*WHAT THE TASK REQUIRES*
Complete, exact copies of all entries are needed.

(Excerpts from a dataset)
● ● ● ●
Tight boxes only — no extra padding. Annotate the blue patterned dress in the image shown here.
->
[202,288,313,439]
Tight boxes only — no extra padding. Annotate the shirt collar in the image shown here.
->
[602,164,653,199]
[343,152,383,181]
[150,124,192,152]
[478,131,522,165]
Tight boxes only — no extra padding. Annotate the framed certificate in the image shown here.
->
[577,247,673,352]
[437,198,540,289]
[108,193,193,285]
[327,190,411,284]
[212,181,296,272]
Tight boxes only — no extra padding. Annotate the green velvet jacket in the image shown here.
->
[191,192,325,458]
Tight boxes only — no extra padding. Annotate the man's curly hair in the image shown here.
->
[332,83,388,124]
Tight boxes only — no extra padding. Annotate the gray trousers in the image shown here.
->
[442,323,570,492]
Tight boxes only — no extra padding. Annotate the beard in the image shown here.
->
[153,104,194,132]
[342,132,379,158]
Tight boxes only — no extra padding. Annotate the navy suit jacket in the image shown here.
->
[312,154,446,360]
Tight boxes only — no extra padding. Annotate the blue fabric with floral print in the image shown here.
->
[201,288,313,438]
● ● ● ●
*RESULT*
Tight boxes only — no extra padding. Annotate the blue patterned dress in the image shown here.
->
[202,288,313,439]
Tight boxes only — no extra padding. Annotate the shirt collar in the image shown here.
->
[602,164,653,199]
[343,152,383,181]
[150,124,192,152]
[478,131,522,165]
Tight boxes only — no extra padding. Annotate the framed certificate in the image shown here.
->
[577,247,673,352]
[437,198,540,289]
[108,193,193,285]
[327,190,411,284]
[212,181,296,272]
Tight boxes only — no extra padding. Annotate the green velvet jacket in the image shown here.
->
[191,192,325,458]
Tight boxes only — no extra padding. Annotate the man's curly hair in the image shown here.
->
[332,83,388,124]
Tight boxes only — no extra padding. Annotate the gray trousers in the image shown here.
->
[442,323,570,492]
Tight boxes only — no extra padding. Annotate the beard in the image shown here.
->
[153,104,194,132]
[342,132,379,158]
Tight boxes only — no extra padding. Annotate the navy suit jacket in the image shown here.
->
[312,154,446,360]
Tight boxes only — no extra padding. Annotate the blue fabric with floral print in the image shown here.
->
[201,288,313,438]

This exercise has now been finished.